__WORK REQUEST 1__. Could you retype the part of the article on Concordia's energy research that begins with the words containing "This groundbreaking work" and ends with "on the road."?
__WORK REQUEST 2__. In two sentences, what does the article on Concordia's energy research say?

__TEXT SEGMENT__.
-----
Montreal’s Concordia University leads research into new sources of alternative energy
Concordia University researchers are pioneering new technologies that could revolutionize the way we produce and use energy. Specialists from a number of disciplines — from biologists to engineers and chemists — are working together to create a new generation of cleaner fuels.
The work underway in research labs on Concordia’s campus could lead to more electric cars, buses, and trucks in the coming decades. These advances have great potential to ease the global reliance on fossil fuels, and provide an important tool to combat climate change.
Steve Shih is an assistant professor in Concordia’s department of electrical and computer engineering, and part of an interdisciplinary team at the university’s Centre for Applied Synthetic Biology. It is the only centre in Canada that brings together specialists in biology, chemistry, and engineering to solve major challenges in energy.
“I see a future — not just in Montreal, but hopefully across the world — using this type of technology,” Shih explained, pointing out there’s a vast range of potential applications for biofuels. “Right now we are looking at fuels for transportation — planes, helicopters, and cars.”
Biofuels are a source of alternative energy produced directly or indirectly from organic materials, including plant and animal waste. Ethanol is one of the most commonly used biofuels today, and is often made from corn or sugar cane. The problem is that ethanol has a low energy output and is competing with resources that could be used for food production.
Shih and his colleagues are working to develop a new kind of “super biofuel” that can generate far more energy than ethanol. To do that, they have to produce a fuel that mimics the carbon formulation of current petroleum-based formulas. The researchers have become detectives of sorts. They hunt for bacteria that can be re-engineered with the right formulation, so they can ferment complex sugars and create biofuels with the same energy output as fossil fuels.
“We are in the nascent stages right now,” Shih acknowledged, noting that the biofuel research process is very complex, but has incredible potential. “I envision that if we are able to create micro-organisms that can produce these biofuels on demand, then you could pump these bacterial cells into your gas tank just like petroleum.”
Prof. Steve Shih of Concordia’s department of electrical and computer engineering
Adrian Tsang, a Concordia biology professor and director of its Centre for Structural and Functional Genomics, has made discoveries that are gaining international recognition. One such study looked at how heat-loving fungi can facilitate the production of biomass-based fuels.
“Organisms that thrive at high temperatures are rare,” Tsang explained. “Fewer than 40 heat-loving fungi have been identified, and they hold great promise in the production of many chemicals and biomass-based fuels.”
Tsang and a team of worldwide researchers have sequenced the genomes of known fungal species that can survive at high temperatures. The genome information from these fungi is being used to develop new products and processes.
This groundbreaking work is helping to propel research on the transformation of organic waste into renewable chemicals and fuels. Another Concordia professor, Pragasen Pillay, believes this shift is essential to create a viable future with less reliance on oil extraction.
Pillay teaches with Concordia’s department of electrical and computer engineering, and is a leader in the field of renewable energy. Holding the NSERC/Hydro-Québec senior industrial research chair, he is working to help the province incorporate more renewable power. After developing a system to transform organic waste to energy, he is now focused on improving the performance of electric cars. He would like to see more electric cars, buses, and trucks on the road.
“If you look at the technologies in electric vehicles, they are novel — there is enormous creativity that can be brought to bear in this area,” explained Pillay, whose work involves the main traction motor that drives vehicles. “We are looking at some designs that we believe will improve the overall efficiency of electric vehicles. In other words, for the same battery charge you will be able to drive farther. How much farther? Well that is the research question we are trying to answer.”
Quebec is already better positioned than other provinces, as it is powered almost exclusively by renewable hydro-electricity. But Pillay thinks there is much room for improvement. More electrification of vehicles would represent a significant step forward in terms of cleaner air, and less dependence on gasoline.
It is clear the quest for new sources of alternative energy will be deeply influenced by technical and scientific innovations. At the heart of those discoveries are researchers dedicated to finding better ways to fuel our future.
-----
__PROVIDED RECORDS__.
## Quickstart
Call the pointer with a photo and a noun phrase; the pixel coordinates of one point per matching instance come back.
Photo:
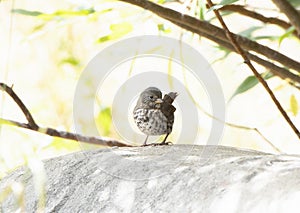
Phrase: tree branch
(276, 70)
(242, 10)
(239, 49)
(31, 125)
(204, 28)
(292, 14)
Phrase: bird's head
(150, 98)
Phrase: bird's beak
(158, 101)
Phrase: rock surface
(178, 178)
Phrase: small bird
(154, 115)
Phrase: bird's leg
(145, 142)
(164, 141)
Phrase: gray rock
(178, 178)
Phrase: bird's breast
(152, 121)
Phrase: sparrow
(153, 114)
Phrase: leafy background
(47, 44)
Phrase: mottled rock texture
(177, 178)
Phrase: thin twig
(276, 70)
(50, 131)
(206, 28)
(290, 12)
(243, 11)
(22, 106)
(250, 65)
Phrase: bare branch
(204, 28)
(22, 106)
(239, 49)
(290, 12)
(276, 70)
(243, 11)
(50, 131)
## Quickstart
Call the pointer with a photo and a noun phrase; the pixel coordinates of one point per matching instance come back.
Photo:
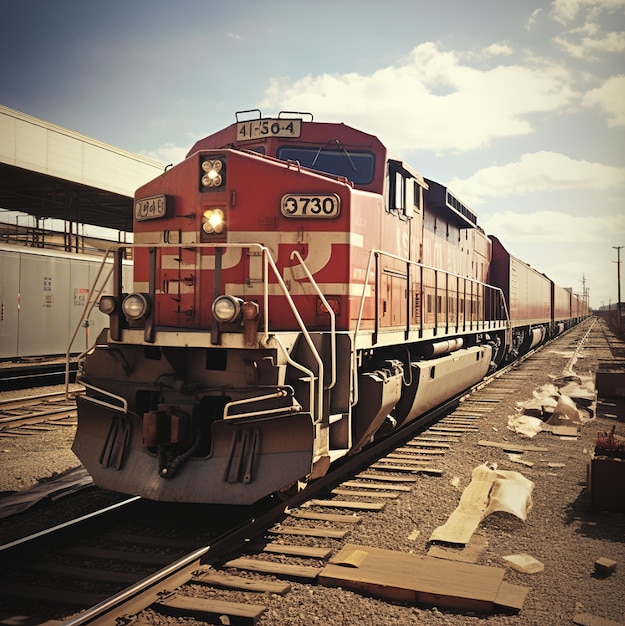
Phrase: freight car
(43, 295)
(539, 309)
(298, 291)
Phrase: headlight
(227, 309)
(212, 173)
(107, 304)
(213, 221)
(135, 306)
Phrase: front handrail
(268, 263)
(330, 311)
(93, 297)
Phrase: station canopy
(50, 172)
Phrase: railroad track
(276, 541)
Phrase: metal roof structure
(51, 172)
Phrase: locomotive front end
(206, 387)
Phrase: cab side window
(404, 192)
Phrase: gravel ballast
(562, 531)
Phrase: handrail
(295, 253)
(85, 314)
(267, 263)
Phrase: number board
(150, 208)
(308, 205)
(259, 129)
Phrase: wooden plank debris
(203, 609)
(389, 479)
(410, 578)
(426, 443)
(363, 494)
(309, 552)
(464, 520)
(466, 554)
(605, 566)
(227, 581)
(278, 569)
(403, 468)
(346, 504)
(407, 460)
(363, 485)
(511, 447)
(302, 531)
(325, 517)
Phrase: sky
(518, 107)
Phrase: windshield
(355, 166)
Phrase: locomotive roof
(311, 133)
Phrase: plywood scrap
(511, 447)
(511, 493)
(470, 511)
(489, 490)
(587, 619)
(416, 579)
(605, 566)
(565, 413)
(238, 583)
(467, 554)
(516, 458)
(203, 609)
(525, 425)
(524, 563)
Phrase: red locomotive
(298, 291)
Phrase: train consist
(298, 292)
(44, 295)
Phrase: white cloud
(589, 39)
(553, 227)
(583, 43)
(532, 19)
(496, 49)
(167, 153)
(435, 100)
(538, 172)
(610, 98)
(565, 11)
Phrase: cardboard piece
(416, 579)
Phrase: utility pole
(618, 273)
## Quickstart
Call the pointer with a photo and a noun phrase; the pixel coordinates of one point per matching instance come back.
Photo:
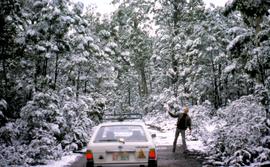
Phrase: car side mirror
(79, 152)
(153, 135)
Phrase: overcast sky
(103, 6)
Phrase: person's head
(185, 109)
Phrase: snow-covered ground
(163, 138)
(64, 161)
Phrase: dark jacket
(179, 116)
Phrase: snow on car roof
(122, 123)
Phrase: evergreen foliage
(62, 66)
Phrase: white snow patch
(66, 160)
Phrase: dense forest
(63, 65)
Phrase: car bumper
(90, 164)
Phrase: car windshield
(120, 133)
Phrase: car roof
(122, 123)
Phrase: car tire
(152, 163)
(89, 164)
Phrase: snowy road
(165, 159)
(164, 147)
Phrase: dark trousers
(183, 135)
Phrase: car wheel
(89, 164)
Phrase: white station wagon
(121, 144)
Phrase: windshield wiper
(104, 140)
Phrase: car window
(114, 133)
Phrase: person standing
(183, 123)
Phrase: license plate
(120, 156)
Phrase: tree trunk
(5, 77)
(78, 85)
(56, 71)
(144, 89)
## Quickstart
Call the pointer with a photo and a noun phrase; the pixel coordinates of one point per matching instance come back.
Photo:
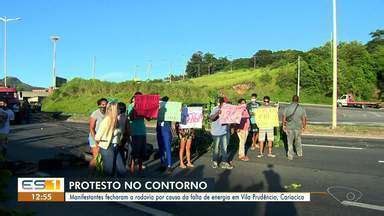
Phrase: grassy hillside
(80, 96)
(18, 84)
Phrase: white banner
(186, 197)
(195, 118)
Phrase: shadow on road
(274, 185)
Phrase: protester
(123, 122)
(266, 134)
(254, 129)
(25, 111)
(6, 115)
(220, 138)
(94, 123)
(164, 137)
(108, 137)
(186, 136)
(138, 135)
(294, 122)
(242, 131)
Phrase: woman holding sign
(108, 137)
(242, 130)
(139, 135)
(186, 135)
(164, 136)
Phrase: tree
(264, 58)
(356, 70)
(193, 68)
(377, 39)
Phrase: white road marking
(362, 205)
(336, 147)
(136, 206)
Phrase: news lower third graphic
(40, 190)
(112, 190)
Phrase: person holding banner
(294, 122)
(94, 122)
(138, 135)
(108, 138)
(164, 136)
(253, 105)
(242, 131)
(266, 132)
(219, 134)
(186, 136)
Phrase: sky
(129, 35)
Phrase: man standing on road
(266, 134)
(294, 122)
(219, 135)
(251, 106)
(94, 121)
(6, 115)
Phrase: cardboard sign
(267, 117)
(231, 114)
(147, 106)
(172, 111)
(194, 119)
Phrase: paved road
(354, 165)
(318, 114)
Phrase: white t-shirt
(7, 127)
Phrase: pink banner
(147, 106)
(231, 114)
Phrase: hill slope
(80, 96)
(18, 84)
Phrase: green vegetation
(361, 71)
(18, 84)
(347, 130)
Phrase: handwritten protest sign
(172, 111)
(194, 119)
(147, 106)
(267, 117)
(231, 114)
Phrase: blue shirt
(217, 129)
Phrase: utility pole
(5, 20)
(170, 72)
(334, 42)
(94, 67)
(149, 68)
(298, 76)
(135, 72)
(54, 40)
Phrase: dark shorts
(254, 128)
(139, 143)
(186, 133)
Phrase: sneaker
(229, 166)
(169, 170)
(214, 165)
(225, 165)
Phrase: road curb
(344, 136)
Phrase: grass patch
(346, 130)
(79, 96)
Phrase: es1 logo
(40, 185)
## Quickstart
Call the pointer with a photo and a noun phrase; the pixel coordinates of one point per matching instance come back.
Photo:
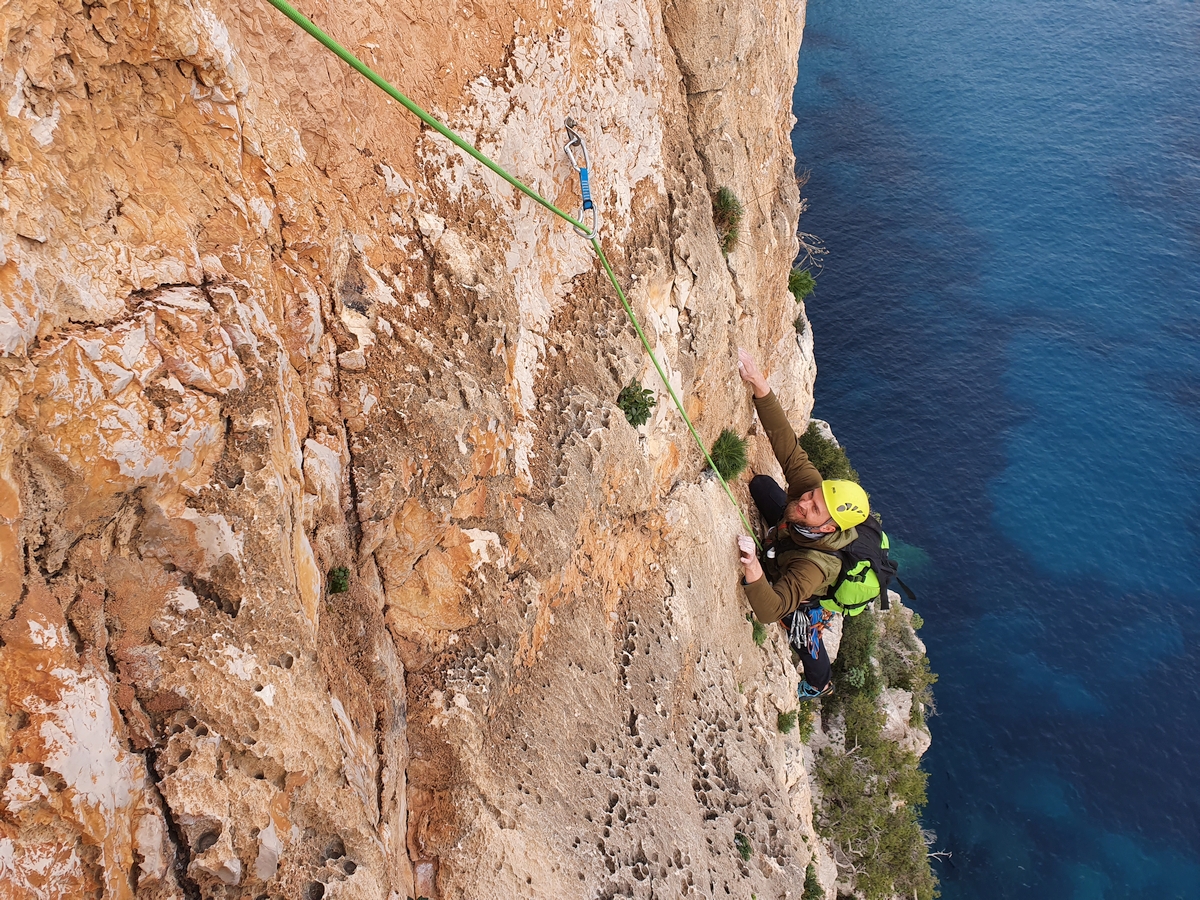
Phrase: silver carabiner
(576, 142)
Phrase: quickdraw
(576, 141)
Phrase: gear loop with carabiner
(576, 142)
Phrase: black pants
(772, 501)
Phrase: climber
(808, 521)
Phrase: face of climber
(810, 510)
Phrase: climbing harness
(588, 211)
(585, 187)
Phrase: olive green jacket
(799, 570)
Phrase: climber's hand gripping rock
(749, 559)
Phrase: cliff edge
(259, 325)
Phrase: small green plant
(802, 283)
(743, 844)
(857, 676)
(805, 723)
(813, 889)
(339, 580)
(727, 214)
(829, 459)
(636, 402)
(730, 454)
(759, 631)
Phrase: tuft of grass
(727, 214)
(829, 459)
(743, 844)
(805, 723)
(759, 631)
(636, 402)
(802, 283)
(813, 889)
(339, 580)
(730, 454)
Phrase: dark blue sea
(1008, 341)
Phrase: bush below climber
(809, 522)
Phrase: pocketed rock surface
(258, 324)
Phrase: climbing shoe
(807, 691)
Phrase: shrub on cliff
(636, 403)
(802, 283)
(730, 454)
(727, 214)
(829, 459)
(873, 790)
(904, 664)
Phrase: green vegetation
(759, 630)
(636, 402)
(801, 720)
(813, 889)
(727, 214)
(904, 664)
(805, 721)
(874, 791)
(729, 454)
(829, 459)
(802, 283)
(339, 580)
(743, 844)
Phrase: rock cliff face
(257, 324)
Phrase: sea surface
(1008, 342)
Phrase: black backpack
(867, 573)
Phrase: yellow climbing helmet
(847, 502)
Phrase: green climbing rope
(354, 63)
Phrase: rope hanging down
(580, 227)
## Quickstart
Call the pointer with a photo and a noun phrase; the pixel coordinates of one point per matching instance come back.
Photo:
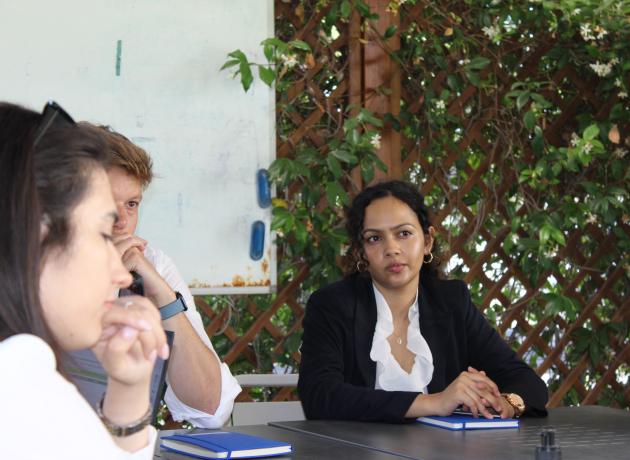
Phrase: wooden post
(382, 73)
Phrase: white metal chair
(256, 413)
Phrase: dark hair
(38, 184)
(355, 216)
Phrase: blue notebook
(222, 444)
(468, 422)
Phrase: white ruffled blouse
(389, 375)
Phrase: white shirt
(44, 416)
(229, 386)
(389, 375)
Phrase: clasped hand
(475, 392)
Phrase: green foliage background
(562, 184)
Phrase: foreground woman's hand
(131, 340)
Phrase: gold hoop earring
(361, 265)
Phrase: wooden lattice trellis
(359, 63)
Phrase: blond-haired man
(201, 389)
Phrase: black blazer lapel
(364, 326)
(435, 328)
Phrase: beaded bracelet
(123, 430)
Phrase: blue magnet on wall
(257, 241)
(263, 189)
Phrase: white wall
(164, 91)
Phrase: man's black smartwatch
(171, 309)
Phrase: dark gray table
(305, 447)
(589, 432)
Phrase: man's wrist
(173, 308)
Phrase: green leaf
(370, 118)
(473, 77)
(246, 75)
(591, 132)
(334, 166)
(346, 8)
(543, 235)
(557, 235)
(301, 234)
(267, 75)
(334, 190)
(282, 219)
(367, 170)
(390, 32)
(521, 100)
(343, 155)
(299, 44)
(478, 63)
(268, 50)
(529, 120)
(276, 43)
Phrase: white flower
(601, 69)
(575, 140)
(491, 31)
(376, 141)
(601, 32)
(586, 33)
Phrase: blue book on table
(468, 422)
(223, 444)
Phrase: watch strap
(123, 430)
(516, 402)
(171, 309)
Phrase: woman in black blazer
(472, 366)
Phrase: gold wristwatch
-----
__OUTPUT 1__.
This groundbreaking work is helping to propel research on the transformation of organic waste into renewable chemicals and fuels. Another Concordia professor, Pragasen Pillay, believes this shift is essential to create a viable future with less reliance on oil extraction.
Pillay teaches with Concordia’s department of electrical and computer engineering, and is a leader in the field of renewable energy. Holding the NSERC/Hydro-Québec senior industrial research chair, he is working to help the province incorporate more renewable power. After developing a system to transform organic waste to energy, he is now focused on improving the performance of electric cars. He would like to see more electric cars, buses, and trucks on the road.

__OUTPUT 2__. Concordia University researchers from biology, chemistry, and engineering are working together on technologies for cleaner fuels that could ease the global reliance on fossil fuels. Steve Shih's team is hunting for bacteria that can be re-engineered to produce a "super biofuel," Adrian Tsang and a team of worldwide researchers have sequenced the genomes of heat-loving fungi for use in biomass-based fuels, and Pragasen Pillay is working on designs to improve the efficiency of electric vehicles.